AVAILABLE RECORDS -

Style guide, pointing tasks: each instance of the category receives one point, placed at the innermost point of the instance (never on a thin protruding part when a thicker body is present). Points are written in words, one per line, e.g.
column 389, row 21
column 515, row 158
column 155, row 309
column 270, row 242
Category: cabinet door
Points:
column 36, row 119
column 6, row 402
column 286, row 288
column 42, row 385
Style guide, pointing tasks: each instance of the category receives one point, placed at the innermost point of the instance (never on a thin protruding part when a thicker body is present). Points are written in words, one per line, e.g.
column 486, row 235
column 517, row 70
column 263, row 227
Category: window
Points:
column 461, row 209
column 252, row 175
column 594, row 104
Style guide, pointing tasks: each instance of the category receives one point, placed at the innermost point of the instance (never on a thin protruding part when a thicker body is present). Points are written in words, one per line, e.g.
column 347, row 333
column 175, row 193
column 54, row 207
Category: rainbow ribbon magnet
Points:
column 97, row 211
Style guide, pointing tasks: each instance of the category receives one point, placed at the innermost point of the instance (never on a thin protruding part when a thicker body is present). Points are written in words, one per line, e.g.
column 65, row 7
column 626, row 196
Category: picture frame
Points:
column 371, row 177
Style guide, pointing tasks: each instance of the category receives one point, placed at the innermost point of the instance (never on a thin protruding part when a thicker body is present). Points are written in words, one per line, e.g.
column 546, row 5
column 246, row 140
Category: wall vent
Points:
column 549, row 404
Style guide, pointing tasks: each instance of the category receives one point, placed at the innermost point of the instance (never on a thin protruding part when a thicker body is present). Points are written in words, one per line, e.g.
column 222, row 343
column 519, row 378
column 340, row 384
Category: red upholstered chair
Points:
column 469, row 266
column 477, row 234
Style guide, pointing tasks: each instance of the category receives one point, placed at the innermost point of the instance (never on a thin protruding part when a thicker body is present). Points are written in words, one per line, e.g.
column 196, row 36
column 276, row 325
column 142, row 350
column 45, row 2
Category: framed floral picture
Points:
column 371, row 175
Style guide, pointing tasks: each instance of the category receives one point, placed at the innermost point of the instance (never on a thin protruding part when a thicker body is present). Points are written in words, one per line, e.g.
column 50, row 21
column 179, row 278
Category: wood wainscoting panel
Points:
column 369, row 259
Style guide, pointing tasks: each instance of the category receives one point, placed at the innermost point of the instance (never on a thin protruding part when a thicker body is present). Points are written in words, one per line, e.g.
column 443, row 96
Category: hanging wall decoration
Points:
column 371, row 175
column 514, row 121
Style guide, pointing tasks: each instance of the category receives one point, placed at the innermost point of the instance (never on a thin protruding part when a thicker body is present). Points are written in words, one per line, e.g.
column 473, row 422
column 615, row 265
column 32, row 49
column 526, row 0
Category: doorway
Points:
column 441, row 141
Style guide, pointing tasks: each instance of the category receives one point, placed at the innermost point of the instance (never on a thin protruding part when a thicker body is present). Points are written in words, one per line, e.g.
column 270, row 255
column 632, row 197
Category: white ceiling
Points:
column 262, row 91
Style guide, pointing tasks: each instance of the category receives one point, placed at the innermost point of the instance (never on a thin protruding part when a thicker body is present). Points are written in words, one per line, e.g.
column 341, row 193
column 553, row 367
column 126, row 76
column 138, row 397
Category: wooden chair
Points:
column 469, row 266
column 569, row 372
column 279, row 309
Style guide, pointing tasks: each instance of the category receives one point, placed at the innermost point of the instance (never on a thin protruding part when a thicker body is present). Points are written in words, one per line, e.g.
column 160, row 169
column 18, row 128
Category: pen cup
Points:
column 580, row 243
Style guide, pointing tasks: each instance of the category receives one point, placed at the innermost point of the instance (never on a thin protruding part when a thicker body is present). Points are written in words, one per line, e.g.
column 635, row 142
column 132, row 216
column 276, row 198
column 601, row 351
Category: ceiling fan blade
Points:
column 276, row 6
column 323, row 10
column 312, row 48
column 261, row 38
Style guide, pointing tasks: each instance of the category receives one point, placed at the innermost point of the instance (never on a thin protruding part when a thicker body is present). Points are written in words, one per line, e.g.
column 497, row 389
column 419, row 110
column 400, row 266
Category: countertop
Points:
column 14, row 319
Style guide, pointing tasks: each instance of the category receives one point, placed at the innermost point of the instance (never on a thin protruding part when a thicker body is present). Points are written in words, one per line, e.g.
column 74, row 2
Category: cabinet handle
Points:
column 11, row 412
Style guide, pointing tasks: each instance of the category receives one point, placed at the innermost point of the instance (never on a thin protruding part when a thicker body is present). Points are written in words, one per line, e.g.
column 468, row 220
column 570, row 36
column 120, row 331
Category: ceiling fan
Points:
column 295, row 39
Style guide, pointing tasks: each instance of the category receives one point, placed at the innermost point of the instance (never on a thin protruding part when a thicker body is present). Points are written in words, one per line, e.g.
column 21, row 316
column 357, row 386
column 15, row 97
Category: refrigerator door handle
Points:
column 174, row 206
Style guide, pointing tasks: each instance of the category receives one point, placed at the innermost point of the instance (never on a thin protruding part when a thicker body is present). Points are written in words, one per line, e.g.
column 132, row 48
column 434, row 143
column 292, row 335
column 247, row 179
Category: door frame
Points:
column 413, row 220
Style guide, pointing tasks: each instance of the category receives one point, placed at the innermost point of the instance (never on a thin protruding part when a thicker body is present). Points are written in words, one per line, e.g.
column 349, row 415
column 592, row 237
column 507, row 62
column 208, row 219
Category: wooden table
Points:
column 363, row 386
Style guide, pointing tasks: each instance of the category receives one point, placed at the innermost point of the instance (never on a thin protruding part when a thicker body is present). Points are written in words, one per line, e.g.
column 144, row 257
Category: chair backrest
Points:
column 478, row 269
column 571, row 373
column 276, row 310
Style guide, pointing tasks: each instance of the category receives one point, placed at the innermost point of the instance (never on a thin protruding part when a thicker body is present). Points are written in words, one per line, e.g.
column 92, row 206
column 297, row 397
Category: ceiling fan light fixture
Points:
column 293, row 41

THE TASK -
Reproduce all of the data exactly as given.

COMPLETED EXERCISE -
Style guide, pointing tasks: each instance of the category receives one point, placed at the innermost point of the instance (never on a thin protruding part when a thicker body is present). Points are written in words, one per line, e.g.
column 389, row 21
column 515, row 158
column 155, row 309
column 270, row 242
Category: cabinet door
Points:
column 36, row 119
column 6, row 402
column 286, row 288
column 42, row 385
Style guide, pointing tasks: each instance of the category receives one point, placed at the innermost point of the instance (never on a thin protruding part when a thicker body is present). Points are written in words, one per line, e.g.
column 486, row 235
column 517, row 70
column 263, row 227
Category: window
Points:
column 461, row 209
column 252, row 175
column 594, row 104
Style guide, pointing tasks: each instance of the category receives one point, placed at the innermost point of the instance (never on a thin protruding part when a thicker body is present). Points are written in words, one per line, e.g.
column 347, row 333
column 175, row 193
column 54, row 207
Category: rainbow ribbon magnet
Points:
column 97, row 211
Style guide, pointing tasks: each instance of the category receives one point, placed at the innermost point of the instance (never on a thin protruding part when a thicker body is present). Points are written in words, one per line, e.g.
column 65, row 7
column 626, row 196
Category: picture frame
Points:
column 371, row 177
Style guide, pointing tasks: each instance of the category receives one point, placed at the innermost point of the instance (never on a thin protruding part when a thicker body is present). Points are written in words, one per line, e.g.
column 546, row 5
column 246, row 140
Category: wall vent
Points:
column 549, row 404
Style guide, pointing tasks: each instance of the category receives one point, placed at the innermost point of the instance (never on a thin protruding part when a thicker body is present). Points are written in words, one per line, e.g.
column 222, row 343
column 519, row 378
column 340, row 384
Category: red upholstered chair
Points:
column 469, row 266
column 477, row 234
Style guide, pointing tasks: each instance of the category receives one point, placed at the innermost point of the instance (never on a thin protruding part when a thicker body is present). Points are written in words, one per line, e.g.
column 196, row 36
column 276, row 325
column 142, row 350
column 45, row 2
Category: framed floral picture
Points:
column 371, row 175
Style guide, pointing tasks: each instance of the category receives one point, placed at the innermost point of the instance (never on a thin protruding part when a thicker body is present). Points are written in words, one per line, e.g.
column 50, row 21
column 179, row 278
Category: wood wainscoting panel
Points:
column 369, row 259
Style guide, pointing tasks: each instance of the category receives one point, placed at the innermost point of the instance (never on a thin protruding part when a thicker body is present). Points are written in words, one per line, e.g.
column 443, row 96
Category: hanging wall decoration
Points:
column 371, row 175
column 514, row 121
Style guide, pointing tasks: each instance of the category receives one point, placed at the innermost point of the instance (never on a thin protruding part when a thicker body is present). Points are written in words, one per line, e.g.
column 473, row 422
column 615, row 265
column 32, row 49
column 526, row 0
Category: doorway
Points:
column 441, row 141
Style guide, pointing tasks: each instance of the category receives one point, placed at the innermost point of the instance (never on a thin protruding part when a thicker body is present). Points are written in words, one per line, e.g.
column 270, row 255
column 632, row 197
Category: white ceiling
Points:
column 262, row 91
Style guide, pointing tasks: each instance of the category receives one point, placed at the innermost point of the instance (never on a thin protruding part when a thicker body is present). Points are written in words, one per line, e.g.
column 341, row 193
column 553, row 367
column 126, row 76
column 138, row 397
Category: wooden chair
Points:
column 469, row 266
column 569, row 372
column 279, row 309
Style guide, pointing tasks: each instance of the category receives one point, placed at the innermost point of the instance (never on a thin protruding part when a thicker body is present). Points are written in words, one per line, e.g.
column 160, row 169
column 18, row 128
Category: pen cup
Points:
column 580, row 243
Style guide, pointing tasks: each instance of the category receives one point, placed at the innermost point of the instance (never on a thin protruding part when a thicker body is present). Points are written in words, one per line, e.g.
column 635, row 142
column 132, row 216
column 276, row 198
column 601, row 351
Category: ceiling fan blade
Points:
column 276, row 6
column 323, row 10
column 312, row 48
column 261, row 38
Style guide, pointing tasks: each instance of the category receives one point, placed at the innermost point of the instance (never on a thin protruding part when a thicker body is present). Points are written in words, one per line, e.g.
column 497, row 389
column 419, row 110
column 400, row 266
Category: countertop
Points:
column 14, row 319
Style guide, pointing tasks: each instance of the category receives one point, placed at the innermost point of the instance (never on a thin protruding part when a thicker body is present). Points are written in words, one per line, e.g.
column 74, row 2
Category: cabinet handle
Points:
column 11, row 412
Style guide, pointing tasks: each instance of the category receives one point, placed at the innermost point of the instance (never on a thin protruding part when a thicker body is present). Points are written in words, one per line, e.g.
column 468, row 220
column 570, row 36
column 120, row 331
Category: ceiling fan
Points:
column 295, row 39
Style guide, pointing tasks: each instance of the category receives one point, placed at the innermost point of the instance (never on a thin protruding part when a thicker body is present). Points are written in words, one per line, e.g.
column 21, row 316
column 357, row 386
column 15, row 97
Category: refrigerator door handle
Points:
column 174, row 206
Style guide, pointing tasks: each instance of the category receives one point, placed at the innermost point of the instance (never on a thin protruding part when a thicker body is present). Points are written in words, one per line, e.g.
column 132, row 48
column 434, row 143
column 292, row 335
column 247, row 179
Category: door frame
Points:
column 413, row 220
Style guide, pointing tasks: each instance of the category receives one point, placed at the innermost point of the instance (never on a thin protruding part when a thicker body is present). Points are written in words, one per line, e.g.
column 349, row 415
column 592, row 237
column 507, row 62
column 208, row 219
Category: wooden table
Points:
column 363, row 386
Style guide, pointing tasks: each instance of the category receives one point, placed at the innermost point of the instance (never on a thin protruding part when a thicker body is present). Points are written in words, one per line, e.g.
column 144, row 257
Category: chair backrest
Points:
column 478, row 269
column 571, row 373
column 276, row 310
Style guide, pointing tasks: each instance of the category receives one point, placed at the innermost point of the instance (never on a thin protruding part when a thicker body is present). Points are written in words, one per line, e.g.
column 92, row 206
column 297, row 397
Category: ceiling fan light fixture
Points:
column 293, row 41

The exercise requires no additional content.